# Data entries
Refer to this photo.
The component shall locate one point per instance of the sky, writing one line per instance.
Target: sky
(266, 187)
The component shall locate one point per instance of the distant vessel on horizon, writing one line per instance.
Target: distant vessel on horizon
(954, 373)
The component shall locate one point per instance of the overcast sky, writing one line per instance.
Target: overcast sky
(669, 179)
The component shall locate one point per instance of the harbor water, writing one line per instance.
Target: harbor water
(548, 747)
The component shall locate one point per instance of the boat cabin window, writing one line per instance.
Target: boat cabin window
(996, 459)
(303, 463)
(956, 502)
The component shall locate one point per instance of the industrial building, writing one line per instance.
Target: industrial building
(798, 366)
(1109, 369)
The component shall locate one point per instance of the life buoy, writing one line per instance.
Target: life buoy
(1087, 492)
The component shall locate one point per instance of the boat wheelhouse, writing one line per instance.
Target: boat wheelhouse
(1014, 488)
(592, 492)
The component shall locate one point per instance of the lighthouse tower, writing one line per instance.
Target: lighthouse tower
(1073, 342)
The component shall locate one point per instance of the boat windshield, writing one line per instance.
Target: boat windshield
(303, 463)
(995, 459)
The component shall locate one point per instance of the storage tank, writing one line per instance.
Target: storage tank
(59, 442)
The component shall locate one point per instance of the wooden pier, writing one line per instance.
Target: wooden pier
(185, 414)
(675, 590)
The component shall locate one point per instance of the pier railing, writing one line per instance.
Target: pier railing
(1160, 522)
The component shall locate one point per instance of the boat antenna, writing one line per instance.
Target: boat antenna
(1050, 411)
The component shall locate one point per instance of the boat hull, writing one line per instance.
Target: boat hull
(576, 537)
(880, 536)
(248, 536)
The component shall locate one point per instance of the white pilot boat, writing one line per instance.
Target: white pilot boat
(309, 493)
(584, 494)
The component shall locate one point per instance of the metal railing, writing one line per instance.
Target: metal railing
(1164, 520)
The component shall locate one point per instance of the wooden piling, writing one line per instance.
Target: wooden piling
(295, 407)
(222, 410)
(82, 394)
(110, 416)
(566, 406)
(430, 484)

# PROBLEM REQUIREMENTS
Please provide an exact transcription of each line from the one holding "piling, writing one line per instance." through the final line of the data above.

# ANSWER TO THE EXERCISE
The component shall locate one point per instance of the wooden piling, writing one line per instance.
Target: wooden piling
(295, 407)
(222, 410)
(82, 394)
(110, 416)
(566, 406)
(430, 484)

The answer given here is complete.